Excerpts from point annotation data
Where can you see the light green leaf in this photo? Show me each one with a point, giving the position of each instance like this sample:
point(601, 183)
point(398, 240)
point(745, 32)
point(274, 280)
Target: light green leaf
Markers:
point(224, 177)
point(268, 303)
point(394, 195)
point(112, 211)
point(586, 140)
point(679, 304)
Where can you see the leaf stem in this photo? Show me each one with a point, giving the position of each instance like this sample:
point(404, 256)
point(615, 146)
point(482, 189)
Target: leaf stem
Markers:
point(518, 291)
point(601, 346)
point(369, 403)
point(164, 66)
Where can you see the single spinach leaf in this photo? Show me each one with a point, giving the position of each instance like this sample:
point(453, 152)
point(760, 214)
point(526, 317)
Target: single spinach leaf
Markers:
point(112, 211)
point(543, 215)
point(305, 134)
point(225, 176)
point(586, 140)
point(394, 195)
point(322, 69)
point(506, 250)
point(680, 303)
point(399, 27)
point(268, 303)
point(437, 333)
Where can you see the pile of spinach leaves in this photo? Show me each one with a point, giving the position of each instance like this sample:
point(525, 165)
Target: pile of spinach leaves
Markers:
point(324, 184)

→ What to work on: Can you retype all of the data above line for line, without changing anything?

→ Full response:
Where can you see the light green leaf in this photo? Show me each one with a point, giving the position of each instance like this sample:
point(601, 183)
point(398, 240)
point(745, 32)
point(274, 280)
Target: light green leaf
Markers:
point(224, 177)
point(268, 303)
point(394, 195)
point(112, 211)
point(586, 140)
point(679, 304)
Where can you see the leaf stem in this photo? Show me each one with a point, giving the position of each instance like this sample:
point(404, 256)
point(615, 146)
point(482, 189)
Target: leaf stem
Markers:
point(518, 291)
point(601, 346)
point(369, 403)
point(164, 66)
Where can you see the single spinach leaf in this photo? Show me each one with a point, giving the position of each instance like this sample:
point(453, 152)
point(760, 214)
point(526, 317)
Target: single spinach leaf
Markers:
point(112, 211)
point(543, 215)
point(305, 134)
point(225, 176)
point(586, 140)
point(394, 195)
point(322, 69)
point(506, 250)
point(680, 303)
point(399, 27)
point(268, 303)
point(437, 333)
Where can you see the pile of spinach leaves in this photo? Show me each one with a point, giving the position of each instance like this sample:
point(525, 165)
Target: pile of spinach leaves
Markers:
point(324, 184)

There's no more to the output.